Filas del conjunto de datos:

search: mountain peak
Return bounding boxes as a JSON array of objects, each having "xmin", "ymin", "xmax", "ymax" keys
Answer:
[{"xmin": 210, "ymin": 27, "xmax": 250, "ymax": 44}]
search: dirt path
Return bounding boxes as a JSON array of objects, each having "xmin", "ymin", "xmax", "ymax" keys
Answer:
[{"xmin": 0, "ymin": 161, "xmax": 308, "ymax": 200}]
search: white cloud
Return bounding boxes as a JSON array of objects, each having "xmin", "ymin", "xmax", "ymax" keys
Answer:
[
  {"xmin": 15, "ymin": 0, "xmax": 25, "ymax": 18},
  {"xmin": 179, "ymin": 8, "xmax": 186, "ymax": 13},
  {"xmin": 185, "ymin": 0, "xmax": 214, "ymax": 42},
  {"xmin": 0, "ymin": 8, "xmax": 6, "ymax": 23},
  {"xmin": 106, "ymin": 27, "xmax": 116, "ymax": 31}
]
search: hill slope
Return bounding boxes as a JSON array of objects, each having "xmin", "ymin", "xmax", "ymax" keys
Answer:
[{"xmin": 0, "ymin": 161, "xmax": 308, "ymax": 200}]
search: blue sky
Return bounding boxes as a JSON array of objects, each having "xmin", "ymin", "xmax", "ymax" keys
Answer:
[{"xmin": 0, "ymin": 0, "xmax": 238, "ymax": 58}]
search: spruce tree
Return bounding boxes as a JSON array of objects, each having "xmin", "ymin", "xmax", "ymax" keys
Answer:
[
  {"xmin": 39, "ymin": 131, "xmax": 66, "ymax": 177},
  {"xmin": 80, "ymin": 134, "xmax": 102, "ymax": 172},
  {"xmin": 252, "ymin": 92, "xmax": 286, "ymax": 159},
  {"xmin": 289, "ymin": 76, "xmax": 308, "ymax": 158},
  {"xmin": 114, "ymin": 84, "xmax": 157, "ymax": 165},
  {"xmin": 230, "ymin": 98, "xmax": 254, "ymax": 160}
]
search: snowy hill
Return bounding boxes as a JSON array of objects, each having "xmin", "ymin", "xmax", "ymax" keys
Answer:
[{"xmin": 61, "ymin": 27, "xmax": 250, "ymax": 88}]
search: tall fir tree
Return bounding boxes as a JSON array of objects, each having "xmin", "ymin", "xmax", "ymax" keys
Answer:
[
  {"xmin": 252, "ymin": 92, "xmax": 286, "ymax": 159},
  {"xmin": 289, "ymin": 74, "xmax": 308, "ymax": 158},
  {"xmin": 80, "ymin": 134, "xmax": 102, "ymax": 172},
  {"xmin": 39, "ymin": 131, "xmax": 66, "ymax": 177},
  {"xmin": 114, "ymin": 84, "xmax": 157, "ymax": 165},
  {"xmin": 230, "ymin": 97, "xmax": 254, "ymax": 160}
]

## INSTRUCCIONES DE TRABAJO
Reescribe las líneas que van desde la que contiene "search: tall fir tree" hasta la última, ambas incluidas, y reemplaza "bounding boxes" por "rectangles" sin cambiar nada más. Entrega solo esas líneas.

## RESULTADO
search: tall fir tree
Return rectangles as a JSON array of objects, each having "xmin", "ymin", "xmax", "ymax" keys
Answer:
[
  {"xmin": 252, "ymin": 92, "xmax": 286, "ymax": 159},
  {"xmin": 289, "ymin": 74, "xmax": 308, "ymax": 158},
  {"xmin": 80, "ymin": 134, "xmax": 102, "ymax": 172},
  {"xmin": 39, "ymin": 131, "xmax": 66, "ymax": 177},
  {"xmin": 114, "ymin": 84, "xmax": 157, "ymax": 165},
  {"xmin": 230, "ymin": 97, "xmax": 254, "ymax": 160}
]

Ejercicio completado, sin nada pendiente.